EXERCICE A
Relevez tous les pays nommés dans l'extrait sur la fast fashion.

TEXTE EXTRAIT
Alors cette question semble utopique, mais concrètement que se passerait-il si l’on arrêtait d’acheter des vêtements neufs dans ces enseignes ? Une interrogation inspirée du livre “The Day the World Stops Shopping: How ending consumerism gives us a better life and a greener world”, écrit par le journaliste canadien J.B. McKinnon.
Dans un article de Fast Company, l’auteur revient sur le contenu de son ouvrage. “Nous épuisons la planète à un rythme 1,7 fois plus rapide qu'elle ne peut se régénérer”, écrit-il. Il s’attarde notamment sur les achats compulsifs de vêtements, imposés par le rythme effréné de la fast fashion et sur les conséquences de cette consommation. “En 2017, la Fondation Ellen MacArthur, estimait qu’arrêter la production mondiale de vêtements pendant un an équivaudrait à immobiliser tous les vols internationaux et à arrêter tous les transports maritimes pendant la même période.” Une sacrée économie de gaz à effet de serre !
Arrêter d’acheter des vêtements de fast fashion permettrait donc de régler un certain nombre de problématiques environnementales et de réduire drastiquement la pollution. À la lecture des rapports du GIEC, cette sobriété est plus que tentante (et recommandée par tous les scientifiques).
Mais d’un point de vue social, quelles seraient les conséquences d’un arrêt brutal de la consommation de vêtements ? Dans son livre “Géopolitique de la mode”, Sophie Kurkdjian estime que “cette idée de slow fashion et de dé-consommation pose d’autres problèmes : si moins de vêtements sont produits chaque année, les usines de sous traitance en Chine, au Bangladesh ou en Ethiopie auront besoin de moins d’ouvriers et en licencieront une grande partie qui se trouvera de fait sans emploi.” C’est d’ailleurs ce qu’on a pu constater pendant la pandémie, lorsque les marques ont annulé brutalement leurs commandes et que les usines ont dû licencier à tour de bras. Plus d'un million de travailleurs de l'habillement ont été remerciés rien qu'au Bangladesh
“Ça ne serait pas si mal”

DONNÉES DE L'EXERCICE
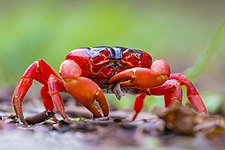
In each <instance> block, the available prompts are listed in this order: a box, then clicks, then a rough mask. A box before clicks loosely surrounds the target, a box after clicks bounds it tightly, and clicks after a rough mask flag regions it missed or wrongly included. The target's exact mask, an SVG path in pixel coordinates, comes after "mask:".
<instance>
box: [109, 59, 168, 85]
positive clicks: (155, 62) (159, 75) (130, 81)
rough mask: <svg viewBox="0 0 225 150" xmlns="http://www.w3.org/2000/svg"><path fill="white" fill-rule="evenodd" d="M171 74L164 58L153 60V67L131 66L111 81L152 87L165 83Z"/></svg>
mask: <svg viewBox="0 0 225 150" xmlns="http://www.w3.org/2000/svg"><path fill="white" fill-rule="evenodd" d="M169 75H170V67H169V65H168V63H167V62H166V61H165V60H163V59H157V60H155V61H154V62H153V64H152V66H151V68H131V69H127V70H124V71H122V72H120V73H118V74H116V75H114V76H113V77H112V78H111V79H110V81H109V83H120V85H121V86H122V87H136V88H152V87H156V86H159V85H161V84H163V83H164V82H165V81H166V80H167V79H168V77H169Z"/></svg>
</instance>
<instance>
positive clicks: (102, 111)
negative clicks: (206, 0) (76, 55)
mask: <svg viewBox="0 0 225 150" xmlns="http://www.w3.org/2000/svg"><path fill="white" fill-rule="evenodd" d="M81 73H82V70H81V68H80V67H79V65H78V64H77V63H76V62H75V61H73V60H65V61H64V62H63V63H62V65H61V66H60V74H61V76H62V78H63V80H64V86H65V88H66V90H67V92H68V93H70V94H71V95H72V96H73V97H74V99H76V101H78V102H79V103H81V104H82V105H84V106H85V107H86V108H87V109H88V110H89V111H90V112H92V113H93V115H94V117H97V118H98V117H102V114H101V111H100V110H99V109H98V108H97V106H96V105H95V104H94V101H95V100H96V101H97V102H98V103H99V106H100V108H101V109H102V113H103V115H104V116H108V113H109V110H108V103H107V101H106V99H105V96H104V94H103V92H102V90H101V89H100V88H99V86H98V85H97V84H96V83H95V82H94V81H92V80H91V79H88V78H86V77H80V75H81Z"/></svg>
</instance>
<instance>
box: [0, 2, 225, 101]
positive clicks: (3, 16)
mask: <svg viewBox="0 0 225 150" xmlns="http://www.w3.org/2000/svg"><path fill="white" fill-rule="evenodd" d="M224 8H225V1H223V0H215V1H210V0H198V1H194V0H191V1H188V0H170V1H166V0H164V1H157V0H155V1H153V0H123V1H119V0H96V1H93V0H83V1H82V0H64V1H60V0H47V1H44V0H43V1H42V0H40V1H30V0H21V1H16V0H11V1H7V0H0V46H1V47H0V86H1V85H12V86H15V84H16V83H17V81H18V79H19V78H20V76H21V75H22V74H23V72H24V71H25V69H26V68H27V66H28V65H29V64H31V63H32V62H33V61H35V60H37V59H44V60H45V61H47V62H48V63H49V65H50V66H52V67H53V69H54V70H55V71H56V72H57V71H58V67H59V65H60V63H61V62H62V61H63V59H64V57H65V55H66V54H67V53H68V52H69V51H71V50H72V49H75V48H77V47H92V46H99V45H108V46H124V47H130V48H137V49H143V50H146V51H148V52H149V53H151V55H152V56H153V57H154V58H157V57H161V58H164V59H166V60H167V61H168V62H170V64H171V68H172V71H173V72H182V71H184V70H185V68H188V67H190V66H192V65H194V61H195V60H196V59H197V57H198V56H199V54H201V51H203V50H204V49H205V48H206V47H207V45H208V43H209V42H210V40H211V38H212V37H213V35H214V33H215V32H216V31H217V28H218V27H219V26H220V25H221V24H222V23H223V21H224V19H225V9H224ZM224 48H225V42H224V39H223V42H221V44H220V45H219V46H218V48H217V52H216V53H214V54H213V56H210V57H211V59H210V60H209V61H208V62H207V63H206V64H205V66H206V67H204V70H203V71H202V73H201V74H200V75H199V77H198V78H197V80H196V86H197V87H198V89H200V92H202V91H203V90H204V91H206V90H210V91H211V90H216V92H217V93H218V94H221V95H222V94H224V89H225V87H224V83H225V81H224V78H223V76H224V75H223V74H224V72H225V71H224V70H225V67H224V57H225V51H224ZM199 57H201V56H199ZM221 89H222V90H221ZM132 98H133V97H132ZM129 99H130V98H129ZM148 99H152V98H151V97H150V98H148ZM125 101H126V100H125ZM150 102H152V101H151V100H150ZM126 104H127V103H125V105H126ZM147 105H148V104H147Z"/></svg>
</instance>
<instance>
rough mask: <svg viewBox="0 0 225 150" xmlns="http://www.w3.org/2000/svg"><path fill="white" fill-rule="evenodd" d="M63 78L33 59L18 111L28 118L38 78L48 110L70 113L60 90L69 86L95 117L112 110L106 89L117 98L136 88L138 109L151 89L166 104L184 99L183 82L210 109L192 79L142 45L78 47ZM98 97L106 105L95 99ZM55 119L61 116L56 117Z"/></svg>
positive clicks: (42, 62)
mask: <svg viewBox="0 0 225 150" xmlns="http://www.w3.org/2000/svg"><path fill="white" fill-rule="evenodd" d="M59 73H60V75H61V76H62V78H60V77H59V76H58V75H57V74H56V73H55V72H54V71H53V70H52V68H51V67H50V66H49V65H48V64H47V63H46V62H45V61H43V60H37V61H35V62H34V63H32V64H31V65H30V66H29V67H28V68H27V70H26V71H25V73H24V74H23V76H22V77H21V79H20V80H19V83H18V84H17V86H16V89H15V91H14V93H13V97H12V104H13V106H14V109H15V112H16V115H17V116H18V117H19V119H20V120H21V122H22V123H24V124H26V121H25V119H24V115H23V111H22V101H23V98H24V96H25V95H26V93H27V91H28V89H29V88H30V86H31V85H32V81H33V80H37V81H38V82H40V83H42V84H43V87H42V88H41V91H40V93H41V97H42V99H43V103H44V106H45V109H46V113H50V112H53V109H54V107H55V108H56V109H57V111H58V112H59V113H60V115H61V116H62V117H63V118H64V119H68V116H67V114H66V113H65V111H64V105H63V102H62V99H61V96H60V94H59V93H60V92H67V93H69V94H71V95H72V97H73V98H74V99H75V100H77V101H78V102H79V103H81V104H82V105H84V106H85V107H86V108H87V109H88V110H89V111H90V112H92V113H93V115H94V117H96V118H97V117H102V116H108V113H109V109H108V103H107V101H106V99H105V96H104V94H103V93H114V94H115V95H116V97H117V98H118V99H120V98H121V97H122V96H123V95H124V94H123V93H129V94H135V95H137V96H136V100H135V105H134V111H135V114H134V115H133V117H132V120H134V119H135V118H136V116H137V114H138V113H139V112H140V110H141V109H142V105H143V102H144V98H145V96H146V95H164V98H165V106H166V107H167V106H169V105H170V104H171V103H172V102H173V101H175V100H178V101H180V102H182V89H181V85H185V86H186V88H187V97H188V99H189V101H190V103H191V104H192V105H193V107H194V109H195V110H196V111H197V112H204V113H206V112H207V110H206V107H205V105H204V103H203V101H202V99H201V97H200V95H199V93H198V92H197V90H196V88H195V87H194V86H193V84H192V83H191V82H190V81H189V80H188V79H187V78H185V77H184V76H183V75H182V74H180V73H176V74H175V73H170V66H169V64H168V63H167V62H166V61H165V60H163V59H156V60H155V61H154V62H152V57H151V56H150V55H149V54H148V53H146V52H144V51H141V50H136V49H129V48H124V47H107V46H100V47H93V48H78V49H75V50H73V51H71V52H69V53H68V54H67V56H66V58H65V60H64V61H63V63H62V64H61V66H60V70H59ZM94 101H97V102H98V103H99V106H100V108H101V110H102V111H100V109H99V108H98V107H96V105H95V104H94ZM55 119H56V118H55Z"/></svg>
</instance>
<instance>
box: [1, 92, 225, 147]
mask: <svg viewBox="0 0 225 150" xmlns="http://www.w3.org/2000/svg"><path fill="white" fill-rule="evenodd" d="M1 91H3V93H1V94H0V150H7V149H17V150H20V149H23V150H24V149H32V150H40V149H42V150H45V149H53V150H56V149H61V150H62V149H67V150H70V149H84V148H86V149H88V148H91V149H105V150H106V149H107V150H114V149H123V150H126V149H129V150H133V149H134V150H136V149H138V150H141V149H143V150H145V149H156V150H164V149H173V150H180V149H182V150H189V149H204V150H210V149H216V150H223V149H224V147H225V113H224V109H222V106H221V110H218V112H217V114H214V115H208V114H207V115H206V114H198V113H195V112H194V111H193V109H192V108H191V107H190V106H188V105H186V106H183V105H180V104H179V103H174V104H173V105H172V106H171V107H169V108H159V107H156V108H154V110H153V111H152V112H142V113H140V115H139V117H138V119H137V120H135V121H133V122H131V121H130V116H131V115H132V113H133V112H132V111H131V110H117V109H114V110H111V111H110V114H109V117H105V118H99V119H92V115H91V114H90V113H89V112H88V111H87V110H86V109H85V108H84V107H82V106H75V105H71V101H70V100H69V99H68V100H66V101H65V106H66V107H65V108H66V112H67V114H68V115H69V116H70V117H71V120H70V121H65V120H60V121H59V122H57V123H55V122H53V121H52V120H51V119H50V120H47V121H45V122H42V123H38V124H36V125H30V126H25V125H23V124H21V123H20V122H19V120H18V118H16V117H15V115H14V112H13V109H12V106H11V102H10V101H11V100H10V99H11V90H8V89H4V90H1ZM27 99H32V96H30V97H28V98H27ZM73 104H74V103H73ZM41 105H42V104H41V102H40V101H37V102H35V103H33V102H30V101H29V100H26V101H25V102H24V103H23V108H24V115H25V116H32V115H34V114H36V113H38V112H40V110H41V109H43V107H40V106H41ZM42 111H43V110H42ZM57 116H58V114H57Z"/></svg>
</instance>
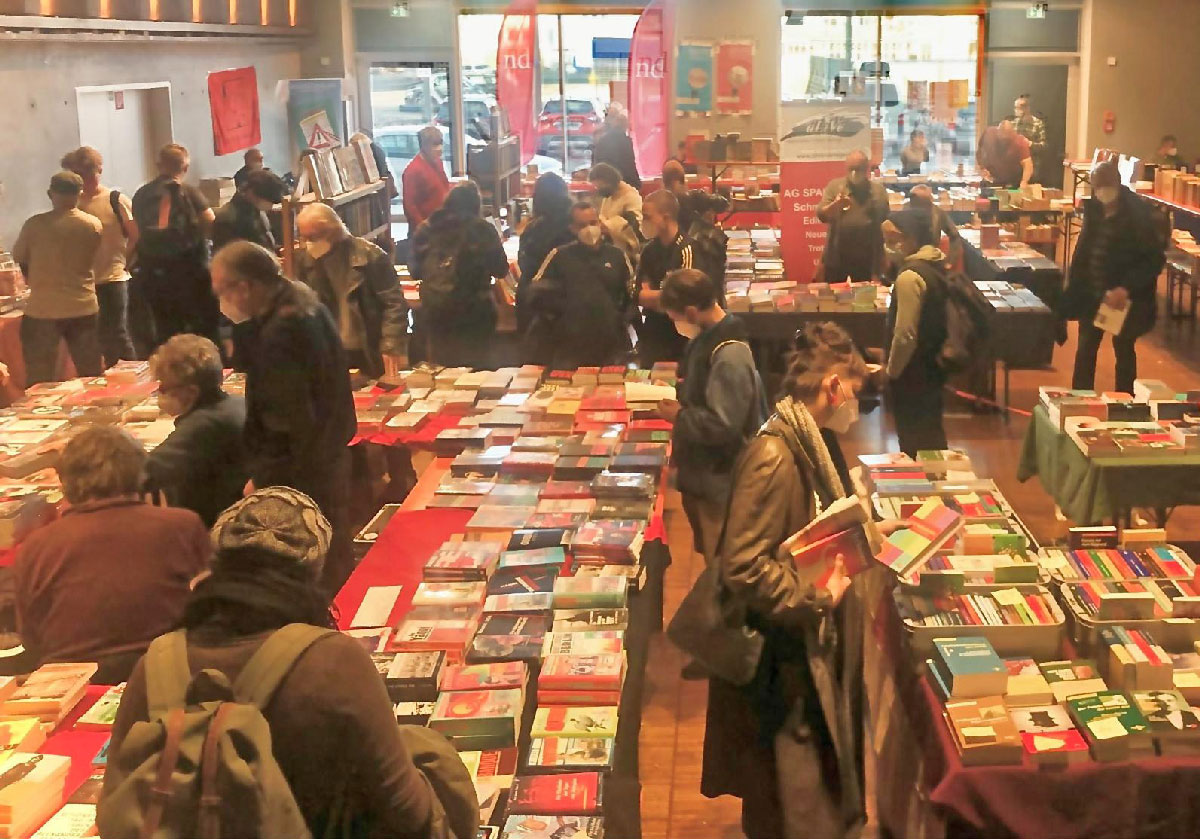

EXERCICE B
Réécrivez sous forme de liste JSON de chaînes, une chaîne par ligne et sans les lignes vides, les lignes du listing allant de son début jusqu'à la ligne contenant « 74L164 58L153 60V67L131 », celle-ci comprise. Laissez les images de côté.

RÉPONSE ATTENDUE A
Chine, Bangladesh, Ethiopie

RÉPONSE ATTENDUE B
[
  "In each <instance> block, the available prompts are listed in this order: a box, then clicks, then a rough mask. A box before clicks loosely surrounds the target, a box after clicks bounds it tightly, and clicks after a rough mask flag regions it missed or wrongly included. The target's exact mask, an SVG path in pixel coordinates, comes after \"mask:\".",
  "<instance>",
  "box: [109, 59, 168, 85]",
  "positive clicks: (155, 62) (159, 75) (130, 81)",
  "rough mask: <svg viewBox=\"0 0 225 150\" xmlns=\"http://www.w3.org/2000/svg\"><path fill=\"white\" fill-rule=\"evenodd\" d=\"M171 74L164 58L153 60V67L131 66L111 81L152 87L165 83Z\"/></svg>"
]